**Extract provided**
━━━━━━━━━━━━━━━━━━━━

# Risk Factors :

Sob a perspectiva de evitar fazer cálculos desnecessários, aumentando o risco de erros de validação, e tratamento dos dados de mercado, foram utilizados o conjunto de dados a respeito dos Fatores fornecidos pelo *NEFIN* : https://nefin.com.br/data/risk_factors.html . O conjunto de dados é dividido em 6 arquivos separados, desde $02$ de Janeiro de 2001

In case there is an error in the read_excel of ".xls" files:

### Library

In [None]:
# Initial Imports:
import pandas as pd
import numpy as np
from pathlib import Path
from datetime import datetime
import warnings

warnings.filterwarnings("ignore")

━━━━━━━━━━━━━━━━━━━━

**Given request**
In one to three sentences, explain why the Risk Factors notebook above relies on the factor data supplied by NEFIN.

━━━━━━━━━━━━━━━━━━━━

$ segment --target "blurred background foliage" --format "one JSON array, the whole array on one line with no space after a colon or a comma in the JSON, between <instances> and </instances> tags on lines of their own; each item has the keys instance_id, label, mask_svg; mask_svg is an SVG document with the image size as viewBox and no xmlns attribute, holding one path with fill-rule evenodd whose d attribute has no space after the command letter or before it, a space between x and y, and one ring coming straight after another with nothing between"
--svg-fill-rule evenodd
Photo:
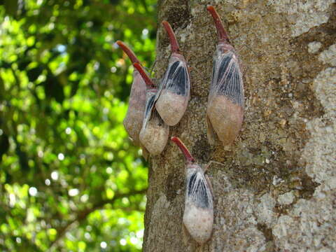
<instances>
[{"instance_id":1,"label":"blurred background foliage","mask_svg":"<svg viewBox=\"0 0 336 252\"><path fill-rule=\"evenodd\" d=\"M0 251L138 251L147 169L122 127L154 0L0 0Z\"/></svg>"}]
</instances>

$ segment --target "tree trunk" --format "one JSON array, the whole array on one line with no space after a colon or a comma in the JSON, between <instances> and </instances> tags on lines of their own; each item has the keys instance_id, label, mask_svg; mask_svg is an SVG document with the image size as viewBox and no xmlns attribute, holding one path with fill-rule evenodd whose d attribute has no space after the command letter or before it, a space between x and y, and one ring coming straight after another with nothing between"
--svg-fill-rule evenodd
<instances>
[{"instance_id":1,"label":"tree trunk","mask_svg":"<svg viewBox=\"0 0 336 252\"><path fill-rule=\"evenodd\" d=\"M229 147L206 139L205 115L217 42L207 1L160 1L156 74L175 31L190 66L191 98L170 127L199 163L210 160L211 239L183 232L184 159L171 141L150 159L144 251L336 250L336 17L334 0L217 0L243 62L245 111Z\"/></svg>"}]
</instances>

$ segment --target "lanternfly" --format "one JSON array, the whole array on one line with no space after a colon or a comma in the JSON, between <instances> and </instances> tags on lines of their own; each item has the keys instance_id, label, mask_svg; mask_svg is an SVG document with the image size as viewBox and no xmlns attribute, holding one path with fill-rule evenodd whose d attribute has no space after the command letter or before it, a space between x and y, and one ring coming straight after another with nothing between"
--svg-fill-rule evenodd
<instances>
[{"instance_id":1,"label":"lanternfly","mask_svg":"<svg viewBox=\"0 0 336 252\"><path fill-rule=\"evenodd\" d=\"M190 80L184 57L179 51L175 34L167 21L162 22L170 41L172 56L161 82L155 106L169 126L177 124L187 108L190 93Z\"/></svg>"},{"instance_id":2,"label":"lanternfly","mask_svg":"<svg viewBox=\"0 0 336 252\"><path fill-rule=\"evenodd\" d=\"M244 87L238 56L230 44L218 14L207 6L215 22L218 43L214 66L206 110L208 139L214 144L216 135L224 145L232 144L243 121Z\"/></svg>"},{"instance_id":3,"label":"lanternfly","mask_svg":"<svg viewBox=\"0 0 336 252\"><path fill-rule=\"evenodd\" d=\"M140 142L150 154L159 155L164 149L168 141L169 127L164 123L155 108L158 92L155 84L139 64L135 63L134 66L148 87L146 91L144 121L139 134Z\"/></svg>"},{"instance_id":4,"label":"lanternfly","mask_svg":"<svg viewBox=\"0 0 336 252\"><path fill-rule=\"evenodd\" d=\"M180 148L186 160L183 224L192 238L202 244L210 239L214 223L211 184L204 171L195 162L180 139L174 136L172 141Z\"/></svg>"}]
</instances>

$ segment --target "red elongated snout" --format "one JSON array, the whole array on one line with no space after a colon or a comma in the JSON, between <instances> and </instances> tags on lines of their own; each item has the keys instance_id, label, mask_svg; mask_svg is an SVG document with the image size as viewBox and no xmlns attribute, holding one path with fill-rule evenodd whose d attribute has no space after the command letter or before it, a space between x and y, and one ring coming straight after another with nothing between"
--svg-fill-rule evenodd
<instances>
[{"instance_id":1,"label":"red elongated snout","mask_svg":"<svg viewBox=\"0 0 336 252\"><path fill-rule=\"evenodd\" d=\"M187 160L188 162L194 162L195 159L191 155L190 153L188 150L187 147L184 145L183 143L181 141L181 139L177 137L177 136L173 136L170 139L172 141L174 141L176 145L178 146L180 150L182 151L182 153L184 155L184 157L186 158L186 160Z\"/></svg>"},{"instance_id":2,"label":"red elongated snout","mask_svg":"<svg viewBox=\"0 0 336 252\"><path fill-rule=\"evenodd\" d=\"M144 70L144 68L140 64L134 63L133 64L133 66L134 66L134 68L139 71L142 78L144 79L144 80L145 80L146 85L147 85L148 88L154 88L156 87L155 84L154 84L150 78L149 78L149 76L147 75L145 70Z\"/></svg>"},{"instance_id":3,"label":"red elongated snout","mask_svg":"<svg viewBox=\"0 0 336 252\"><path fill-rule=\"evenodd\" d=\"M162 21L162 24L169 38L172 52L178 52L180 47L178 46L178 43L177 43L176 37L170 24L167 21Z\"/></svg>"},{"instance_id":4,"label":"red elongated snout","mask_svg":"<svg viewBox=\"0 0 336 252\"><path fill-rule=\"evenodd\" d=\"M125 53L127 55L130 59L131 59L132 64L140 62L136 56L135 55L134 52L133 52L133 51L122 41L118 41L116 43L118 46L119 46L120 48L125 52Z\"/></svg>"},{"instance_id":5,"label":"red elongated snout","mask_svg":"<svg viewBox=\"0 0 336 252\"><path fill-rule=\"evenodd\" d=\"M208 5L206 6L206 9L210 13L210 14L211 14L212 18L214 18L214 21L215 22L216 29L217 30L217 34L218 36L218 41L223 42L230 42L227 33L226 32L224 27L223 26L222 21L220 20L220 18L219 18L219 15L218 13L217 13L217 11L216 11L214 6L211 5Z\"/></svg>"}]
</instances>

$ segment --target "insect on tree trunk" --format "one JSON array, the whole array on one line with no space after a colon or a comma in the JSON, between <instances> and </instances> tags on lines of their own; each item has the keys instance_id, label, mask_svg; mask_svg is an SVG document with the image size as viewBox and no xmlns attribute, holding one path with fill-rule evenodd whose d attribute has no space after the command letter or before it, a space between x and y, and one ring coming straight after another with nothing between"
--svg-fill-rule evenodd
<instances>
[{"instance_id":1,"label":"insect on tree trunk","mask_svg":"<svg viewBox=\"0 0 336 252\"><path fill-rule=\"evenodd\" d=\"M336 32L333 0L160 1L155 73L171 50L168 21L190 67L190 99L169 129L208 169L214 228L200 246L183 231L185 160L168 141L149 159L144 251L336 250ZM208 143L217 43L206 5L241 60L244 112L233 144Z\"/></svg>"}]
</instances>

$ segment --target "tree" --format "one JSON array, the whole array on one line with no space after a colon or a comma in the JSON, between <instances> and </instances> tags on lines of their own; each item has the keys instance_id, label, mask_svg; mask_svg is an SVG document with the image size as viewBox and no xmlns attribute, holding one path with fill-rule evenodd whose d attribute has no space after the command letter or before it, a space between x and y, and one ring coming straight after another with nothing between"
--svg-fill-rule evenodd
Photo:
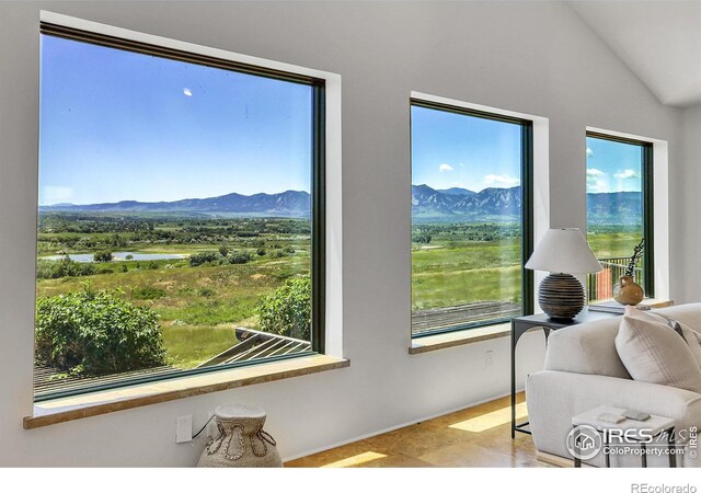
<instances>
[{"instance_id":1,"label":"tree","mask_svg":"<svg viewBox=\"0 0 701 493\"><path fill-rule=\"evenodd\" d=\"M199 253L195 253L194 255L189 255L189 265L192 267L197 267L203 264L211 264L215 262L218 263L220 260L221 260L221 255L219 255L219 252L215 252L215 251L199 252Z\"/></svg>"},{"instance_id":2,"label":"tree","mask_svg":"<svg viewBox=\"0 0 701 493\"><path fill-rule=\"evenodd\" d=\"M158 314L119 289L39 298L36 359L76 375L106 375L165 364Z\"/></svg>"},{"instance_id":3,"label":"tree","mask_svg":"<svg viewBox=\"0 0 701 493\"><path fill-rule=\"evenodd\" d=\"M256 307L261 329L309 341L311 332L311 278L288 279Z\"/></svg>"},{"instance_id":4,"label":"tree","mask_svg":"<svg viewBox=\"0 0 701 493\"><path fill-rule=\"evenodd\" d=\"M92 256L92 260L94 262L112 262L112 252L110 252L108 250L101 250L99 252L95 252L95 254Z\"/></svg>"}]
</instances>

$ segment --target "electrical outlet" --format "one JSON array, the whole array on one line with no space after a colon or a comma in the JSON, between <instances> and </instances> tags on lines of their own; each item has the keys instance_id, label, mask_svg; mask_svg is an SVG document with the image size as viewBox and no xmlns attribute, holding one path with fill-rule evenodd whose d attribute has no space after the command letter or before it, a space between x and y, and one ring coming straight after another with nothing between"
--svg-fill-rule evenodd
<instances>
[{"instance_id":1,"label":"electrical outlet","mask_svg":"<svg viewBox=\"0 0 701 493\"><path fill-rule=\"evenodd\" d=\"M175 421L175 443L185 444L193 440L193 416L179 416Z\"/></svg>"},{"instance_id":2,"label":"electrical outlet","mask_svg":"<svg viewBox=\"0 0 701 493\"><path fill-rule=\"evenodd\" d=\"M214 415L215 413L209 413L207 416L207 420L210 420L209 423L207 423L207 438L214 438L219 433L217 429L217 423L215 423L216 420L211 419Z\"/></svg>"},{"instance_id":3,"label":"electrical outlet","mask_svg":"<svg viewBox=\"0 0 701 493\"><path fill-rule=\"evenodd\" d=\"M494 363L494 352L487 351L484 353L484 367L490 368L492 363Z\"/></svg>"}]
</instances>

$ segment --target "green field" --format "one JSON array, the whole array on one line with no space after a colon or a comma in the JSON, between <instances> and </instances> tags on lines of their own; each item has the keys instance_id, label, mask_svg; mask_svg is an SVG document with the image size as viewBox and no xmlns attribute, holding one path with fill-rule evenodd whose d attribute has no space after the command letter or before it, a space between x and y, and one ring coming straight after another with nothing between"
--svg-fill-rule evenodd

━━━━━━━━━━━━━━━━━━━━

**Answer**
The data set was used to avoid unnecessary calculations and market-data processing, which would raise the risk of validation errors.